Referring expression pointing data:
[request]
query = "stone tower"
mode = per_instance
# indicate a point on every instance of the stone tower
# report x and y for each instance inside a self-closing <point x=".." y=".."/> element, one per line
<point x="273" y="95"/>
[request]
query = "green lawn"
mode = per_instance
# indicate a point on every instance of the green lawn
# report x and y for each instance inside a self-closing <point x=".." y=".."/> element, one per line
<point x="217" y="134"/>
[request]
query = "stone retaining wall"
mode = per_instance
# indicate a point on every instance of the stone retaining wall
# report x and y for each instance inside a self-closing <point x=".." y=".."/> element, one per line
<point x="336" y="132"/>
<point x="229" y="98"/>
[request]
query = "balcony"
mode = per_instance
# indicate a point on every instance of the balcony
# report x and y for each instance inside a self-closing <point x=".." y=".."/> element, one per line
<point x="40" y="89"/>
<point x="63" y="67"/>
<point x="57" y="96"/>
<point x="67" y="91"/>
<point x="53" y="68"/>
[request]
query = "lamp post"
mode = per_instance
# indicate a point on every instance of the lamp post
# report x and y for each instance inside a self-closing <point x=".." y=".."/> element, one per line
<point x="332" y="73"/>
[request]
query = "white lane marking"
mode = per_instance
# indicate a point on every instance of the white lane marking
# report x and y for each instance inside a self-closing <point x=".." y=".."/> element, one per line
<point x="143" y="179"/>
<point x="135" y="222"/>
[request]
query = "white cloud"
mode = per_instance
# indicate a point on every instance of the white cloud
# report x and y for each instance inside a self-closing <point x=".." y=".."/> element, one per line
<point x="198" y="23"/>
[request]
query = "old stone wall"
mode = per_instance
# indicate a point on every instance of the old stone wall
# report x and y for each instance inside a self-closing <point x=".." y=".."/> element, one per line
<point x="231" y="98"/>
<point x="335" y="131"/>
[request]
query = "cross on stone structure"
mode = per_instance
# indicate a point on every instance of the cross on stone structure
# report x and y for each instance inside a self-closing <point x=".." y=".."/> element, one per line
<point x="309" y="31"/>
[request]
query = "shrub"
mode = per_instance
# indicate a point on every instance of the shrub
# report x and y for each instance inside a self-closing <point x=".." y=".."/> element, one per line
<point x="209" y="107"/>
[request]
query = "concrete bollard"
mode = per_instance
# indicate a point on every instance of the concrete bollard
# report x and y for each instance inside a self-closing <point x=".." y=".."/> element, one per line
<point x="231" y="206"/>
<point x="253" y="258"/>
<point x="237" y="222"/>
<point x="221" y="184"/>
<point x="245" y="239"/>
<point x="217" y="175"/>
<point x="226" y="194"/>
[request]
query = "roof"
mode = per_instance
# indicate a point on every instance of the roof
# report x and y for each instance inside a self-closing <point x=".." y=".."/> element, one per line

Aim of the exercise: Each line above with the string "roof" in it should be located and copied.

Response to this task:
query = "roof"
# indicate a point on every instance of the roof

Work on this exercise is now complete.